SELECTED EXCERPT.
----
Yusef Abad (also transliterated as Yousef Abad, Yusuf Abad, Yusof Abad, Yousuf Abad; یوسف‌آباد, יוסף אבאד) is an old neighbourhood of Tehran, consisting of an area developed through nearly parallel streets including; Sayed Jamaleddin Asad Abadi (usually considered to be the main street of Yusef Abad area), Ibn-e-Sina (Avicena or Poor Sina), Jahan Ara, Mahram (Modabber), and Akbari (Mostowfi). The area was first built by Mirza Yusef Ashtiani Mostowfi ul-Mamalek in north-west of Dar-ol Xelafe Naseri, so was named after his name as Yusef Abad locality.

People residing there are, generally expected to be, of upper middle class, well-off, and prestigious. The area is located in the north-central part of the city and is served by Valiasr Street, as well as Kordestan and Hemmat Expressways.

Three parks are, commonly supposed to be, the most reputable recreation centers in the region; Shafaq park, almost in the middle of the area, wherein Shafaq public library, and the well-known Shafaq or Student Community/Cultural Center are located. Second one is Qezel-Qale (translated as Red Castle) park, which is located at the beginning of Jahan Ara street. This place used to be a part of the former Qezel-Qale prison that has been abandoned for many years. The latter is Dustan (translated as Friends) park, that is situated on the northern part of Yusef Abad.
----
EXTRACTED DATA.

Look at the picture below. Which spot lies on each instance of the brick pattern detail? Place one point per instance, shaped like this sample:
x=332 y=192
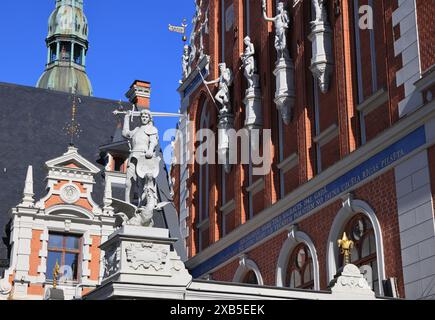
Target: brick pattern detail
x=36 y=246
x=376 y=122
x=426 y=31
x=379 y=194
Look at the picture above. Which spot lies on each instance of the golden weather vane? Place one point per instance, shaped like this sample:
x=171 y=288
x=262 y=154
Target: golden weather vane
x=346 y=246
x=178 y=29
x=73 y=127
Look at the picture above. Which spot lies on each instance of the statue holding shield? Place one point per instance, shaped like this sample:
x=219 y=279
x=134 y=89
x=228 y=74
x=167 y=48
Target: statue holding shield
x=143 y=166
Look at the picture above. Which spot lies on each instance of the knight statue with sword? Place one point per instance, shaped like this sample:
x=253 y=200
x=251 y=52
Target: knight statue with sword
x=143 y=164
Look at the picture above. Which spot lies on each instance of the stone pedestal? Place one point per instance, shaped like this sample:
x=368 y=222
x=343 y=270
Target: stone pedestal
x=322 y=60
x=285 y=88
x=349 y=283
x=139 y=263
x=254 y=114
x=54 y=294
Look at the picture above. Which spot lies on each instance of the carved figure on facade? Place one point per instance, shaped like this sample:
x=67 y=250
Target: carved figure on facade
x=249 y=65
x=321 y=39
x=146 y=255
x=281 y=21
x=203 y=29
x=143 y=167
x=112 y=260
x=320 y=9
x=185 y=62
x=224 y=81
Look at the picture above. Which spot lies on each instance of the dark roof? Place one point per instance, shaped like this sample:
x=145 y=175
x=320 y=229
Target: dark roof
x=31 y=133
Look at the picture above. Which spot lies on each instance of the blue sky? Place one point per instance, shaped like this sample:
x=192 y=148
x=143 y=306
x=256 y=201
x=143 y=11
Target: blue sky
x=129 y=40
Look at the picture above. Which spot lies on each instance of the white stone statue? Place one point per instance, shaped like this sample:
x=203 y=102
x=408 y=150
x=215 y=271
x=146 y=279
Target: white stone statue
x=225 y=81
x=249 y=65
x=321 y=38
x=319 y=7
x=281 y=21
x=203 y=29
x=185 y=62
x=143 y=166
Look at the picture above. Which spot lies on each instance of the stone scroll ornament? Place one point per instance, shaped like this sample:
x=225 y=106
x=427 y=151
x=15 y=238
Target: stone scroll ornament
x=284 y=67
x=321 y=40
x=142 y=171
x=225 y=116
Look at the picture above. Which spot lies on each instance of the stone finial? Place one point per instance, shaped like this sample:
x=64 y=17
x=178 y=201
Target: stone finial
x=28 y=194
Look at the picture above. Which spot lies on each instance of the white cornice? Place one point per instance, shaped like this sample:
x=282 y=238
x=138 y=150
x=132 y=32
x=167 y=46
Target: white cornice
x=402 y=128
x=289 y=163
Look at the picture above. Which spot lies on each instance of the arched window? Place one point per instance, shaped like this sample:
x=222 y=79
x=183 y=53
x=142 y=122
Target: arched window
x=250 y=278
x=300 y=271
x=298 y=264
x=360 y=230
x=248 y=272
x=361 y=225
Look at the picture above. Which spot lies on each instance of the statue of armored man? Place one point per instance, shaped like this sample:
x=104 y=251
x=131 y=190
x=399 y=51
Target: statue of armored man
x=281 y=21
x=224 y=82
x=143 y=167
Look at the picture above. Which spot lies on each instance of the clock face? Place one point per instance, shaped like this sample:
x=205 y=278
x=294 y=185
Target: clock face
x=70 y=193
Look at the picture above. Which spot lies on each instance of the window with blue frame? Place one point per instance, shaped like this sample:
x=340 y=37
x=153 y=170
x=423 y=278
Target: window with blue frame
x=65 y=250
x=78 y=54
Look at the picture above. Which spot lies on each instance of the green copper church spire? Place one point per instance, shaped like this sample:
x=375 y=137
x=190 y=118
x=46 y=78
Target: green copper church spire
x=67 y=44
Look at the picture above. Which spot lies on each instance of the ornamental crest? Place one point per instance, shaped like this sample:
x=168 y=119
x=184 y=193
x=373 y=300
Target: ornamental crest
x=146 y=255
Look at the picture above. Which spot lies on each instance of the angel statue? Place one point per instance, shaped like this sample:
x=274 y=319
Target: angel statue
x=281 y=21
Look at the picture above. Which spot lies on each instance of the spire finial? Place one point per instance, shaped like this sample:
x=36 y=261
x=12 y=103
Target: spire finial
x=73 y=127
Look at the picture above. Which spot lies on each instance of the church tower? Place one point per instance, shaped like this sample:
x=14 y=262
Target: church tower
x=67 y=44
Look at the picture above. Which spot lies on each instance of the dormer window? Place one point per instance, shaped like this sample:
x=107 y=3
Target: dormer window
x=53 y=52
x=65 y=51
x=78 y=54
x=65 y=250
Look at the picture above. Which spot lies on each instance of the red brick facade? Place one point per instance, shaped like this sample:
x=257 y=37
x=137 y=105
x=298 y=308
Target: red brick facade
x=346 y=109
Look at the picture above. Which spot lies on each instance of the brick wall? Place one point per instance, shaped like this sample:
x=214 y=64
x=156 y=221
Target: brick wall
x=426 y=32
x=379 y=194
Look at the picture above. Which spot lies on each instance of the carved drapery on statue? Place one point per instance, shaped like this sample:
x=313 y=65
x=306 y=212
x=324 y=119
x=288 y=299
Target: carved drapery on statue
x=284 y=68
x=252 y=101
x=321 y=39
x=141 y=198
x=225 y=116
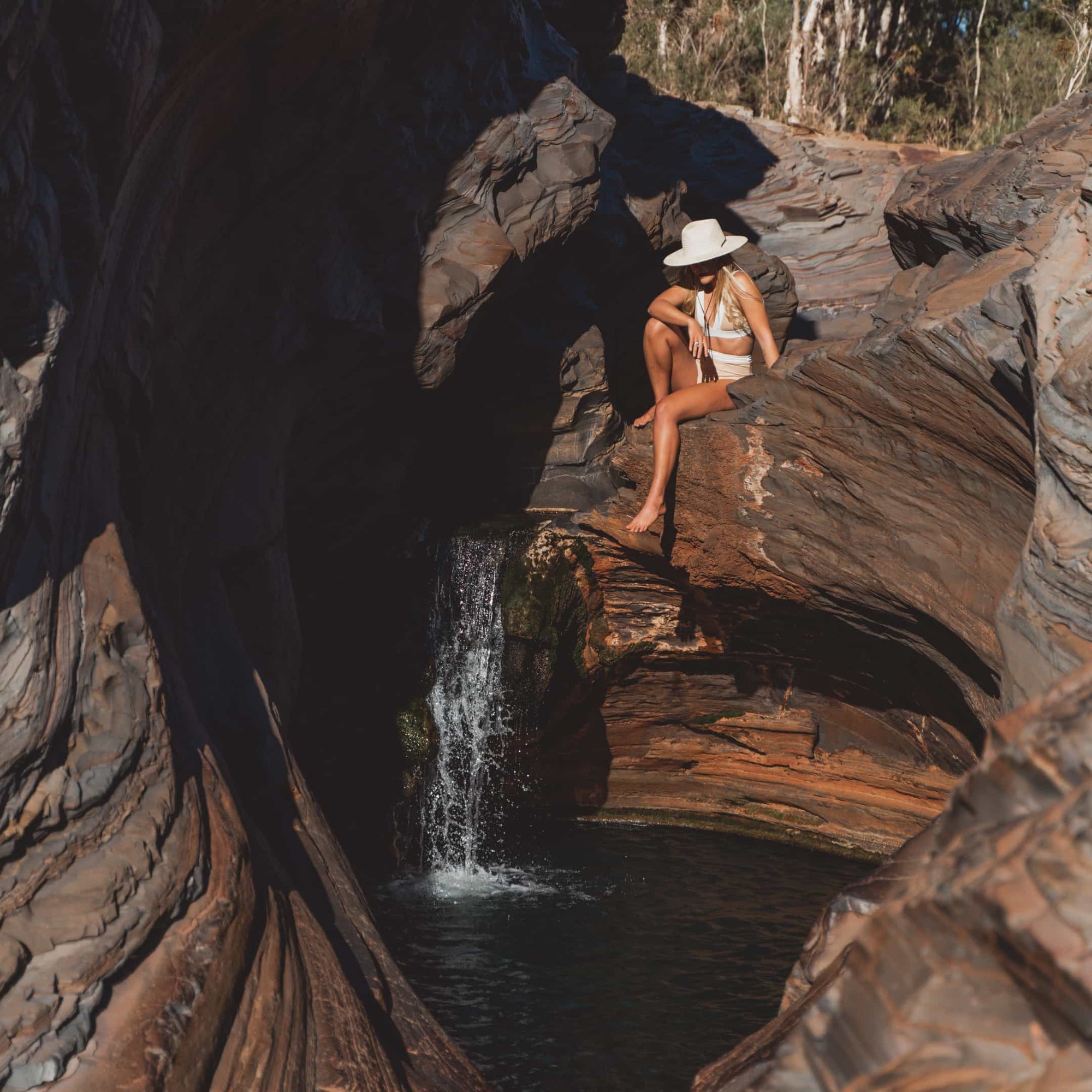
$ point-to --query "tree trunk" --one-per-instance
(978, 63)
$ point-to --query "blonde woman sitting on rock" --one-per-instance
(698, 343)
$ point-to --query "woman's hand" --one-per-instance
(698, 341)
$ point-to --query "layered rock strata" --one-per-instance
(963, 960)
(240, 244)
(844, 539)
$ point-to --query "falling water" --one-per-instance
(469, 706)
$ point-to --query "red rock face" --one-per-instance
(215, 227)
(252, 253)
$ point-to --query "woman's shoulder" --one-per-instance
(743, 279)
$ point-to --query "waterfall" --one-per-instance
(468, 704)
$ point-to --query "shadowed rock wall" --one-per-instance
(962, 962)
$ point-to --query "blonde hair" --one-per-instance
(727, 291)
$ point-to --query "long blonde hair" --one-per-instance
(727, 291)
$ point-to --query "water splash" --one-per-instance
(469, 705)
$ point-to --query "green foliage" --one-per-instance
(903, 72)
(711, 51)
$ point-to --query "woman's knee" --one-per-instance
(658, 330)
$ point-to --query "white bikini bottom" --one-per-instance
(729, 366)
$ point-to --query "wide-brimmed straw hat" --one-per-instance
(703, 242)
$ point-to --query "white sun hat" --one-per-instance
(703, 242)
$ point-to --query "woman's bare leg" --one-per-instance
(671, 365)
(692, 402)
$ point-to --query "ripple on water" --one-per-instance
(604, 958)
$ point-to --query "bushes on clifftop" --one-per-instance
(931, 72)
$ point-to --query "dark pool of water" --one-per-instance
(610, 957)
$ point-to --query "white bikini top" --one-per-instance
(719, 330)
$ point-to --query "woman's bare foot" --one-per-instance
(650, 513)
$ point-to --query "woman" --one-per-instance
(698, 343)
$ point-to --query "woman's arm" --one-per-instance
(666, 307)
(754, 307)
----
TASKS TO CARRY OUT.
A. Rewrite the paragraph of the Yusef Abad text that begins "Three parks are" as a brief list, keeping its main facts.
B. Answer these questions from the Yusef Abad text, one line each:
(i) Who first built the area?
(ii) Which two expressways serve the area?
(iii) At the beginning of which street is Qezel-Qale park located?
C. Transcribe the Yusef Abad text from "People residing there" to "of Yusef Abad.".

EXPECTED RESPONSES.
A.
- Shafaq park: almost in the middle of the area; contains Shafaq public library and the Shafaq (Student Community/Cultural) Center.
- Qezel-Qale (Red Castle) park: at the beginning of Jahan Ara street; once part of the former Qezel-Qale prison, abandoned for many years.
- Dustan (Friends) park: in the northern part of Yusef Abad.

B.
(i) Mirza Yusef Ashtiani Mostowfi ul-Mamalek
(ii) Kordestan and Hemmat Expressways
(iii) Jahan Ara street

C.
People residing there are, generally expected to be, of upper middle class, well-off, and prestigious. The area is located in the north-central part of the city and is served by Valiasr Street, as well as Kordestan and Hemmat Expressways.

Three parks are, commonly supposed to be, the most reputable recreation centers in the region; Shafaq park, almost in the middle of the area, wherein Shafaq public library, and the well-known Shafaq or Student Community/Cultural Center are located. Second one is Qezel-Qale (translated as Red Castle) park, which is located at the beginning of Jahan Ara street. This place used to be a part of the former Qezel-Qale prison that has been abandoned for many years. The latter is Dustan (translated as Friends) park, that is situated on the northern part of Yusef Abad.